*Required task:* Reproduce everything from the line containing "Could you point to every instance of the amber" down to the end of the lines, substituting "corn fritter" for "hush puppy" and leaving all else unchanged.
========
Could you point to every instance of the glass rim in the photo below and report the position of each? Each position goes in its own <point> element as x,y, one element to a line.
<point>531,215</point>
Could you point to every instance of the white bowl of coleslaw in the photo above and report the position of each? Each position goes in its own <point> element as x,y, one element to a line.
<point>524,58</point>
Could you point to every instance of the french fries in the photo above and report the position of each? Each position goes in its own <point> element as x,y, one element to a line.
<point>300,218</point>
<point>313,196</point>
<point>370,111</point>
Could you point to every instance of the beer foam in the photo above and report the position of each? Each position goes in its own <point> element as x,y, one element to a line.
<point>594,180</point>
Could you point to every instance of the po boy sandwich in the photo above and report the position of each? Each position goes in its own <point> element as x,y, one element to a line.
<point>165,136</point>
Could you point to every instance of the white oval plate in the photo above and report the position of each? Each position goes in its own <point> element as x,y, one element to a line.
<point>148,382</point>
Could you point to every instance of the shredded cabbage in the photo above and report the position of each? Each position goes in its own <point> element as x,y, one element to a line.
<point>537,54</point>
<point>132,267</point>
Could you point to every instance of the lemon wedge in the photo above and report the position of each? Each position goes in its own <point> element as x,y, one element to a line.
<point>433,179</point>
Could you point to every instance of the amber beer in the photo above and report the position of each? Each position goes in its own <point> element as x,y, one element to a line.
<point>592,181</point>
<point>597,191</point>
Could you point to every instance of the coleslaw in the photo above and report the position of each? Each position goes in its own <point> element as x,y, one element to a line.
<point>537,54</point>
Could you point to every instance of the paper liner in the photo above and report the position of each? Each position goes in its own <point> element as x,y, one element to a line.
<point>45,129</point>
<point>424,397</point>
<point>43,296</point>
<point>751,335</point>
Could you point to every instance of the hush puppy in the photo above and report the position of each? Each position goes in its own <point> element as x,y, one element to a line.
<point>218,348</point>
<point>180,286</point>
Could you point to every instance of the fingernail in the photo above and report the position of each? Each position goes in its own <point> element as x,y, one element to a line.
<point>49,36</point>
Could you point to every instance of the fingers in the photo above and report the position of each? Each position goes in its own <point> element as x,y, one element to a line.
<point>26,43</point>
========
*Result of the exercise:*
Could you point to every instance of the amber beer in the photo above and report the position of each? Each position goes in its own <point> element as x,y, one element to a line.
<point>592,181</point>
<point>597,191</point>
Could you point to every instance of the coleslaw in the photo above and report the position of each? Each position goes in its own <point> element as x,y, one element to a line.
<point>537,54</point>
Could you point to every instance of the paper liner in the photo above and report the position of each? Each position goes in its own <point> element as x,y, one element to a line.
<point>45,129</point>
<point>424,397</point>
<point>43,296</point>
<point>751,335</point>
Could you point to every instance of the corn fritter in the photo above and report the position of each? Each position goes in its own <point> element as x,y, one element to a line.
<point>218,348</point>
<point>180,286</point>
Could you point to every instance of the fingernail in the photo above and report the position of each? Each position goes in its own <point> element as x,y, one element to a line.
<point>49,36</point>
Could you point to every instance of the fingers in the photo above and report the position of each? Each position goes in its own <point> element as x,y, one element to a line.
<point>26,43</point>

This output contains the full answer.